Rewrite the items below, replacing "backpack" with "suitcase" wherever it occurs and leaving everything else unchanged. Omit the pictures from your answer.

■ Material supplied
****************************************
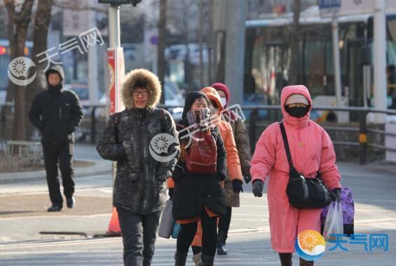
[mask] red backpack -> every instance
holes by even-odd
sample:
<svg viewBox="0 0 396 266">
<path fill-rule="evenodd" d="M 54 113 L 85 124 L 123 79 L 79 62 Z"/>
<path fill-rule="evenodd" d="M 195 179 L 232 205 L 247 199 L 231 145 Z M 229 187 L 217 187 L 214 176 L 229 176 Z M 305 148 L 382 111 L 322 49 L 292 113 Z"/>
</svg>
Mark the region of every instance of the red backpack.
****************************************
■ Reply to the exercise
[mask] red suitcase -> every instance
holes by even-odd
sample:
<svg viewBox="0 0 396 266">
<path fill-rule="evenodd" d="M 54 113 L 85 124 L 123 79 L 79 62 Z"/>
<path fill-rule="evenodd" d="M 195 179 L 232 205 L 247 199 L 231 145 Z M 229 187 L 217 187 L 214 176 L 229 176 Z M 305 148 L 382 111 L 322 49 L 292 113 Z"/>
</svg>
Mark the region of every instance of the red suitcase.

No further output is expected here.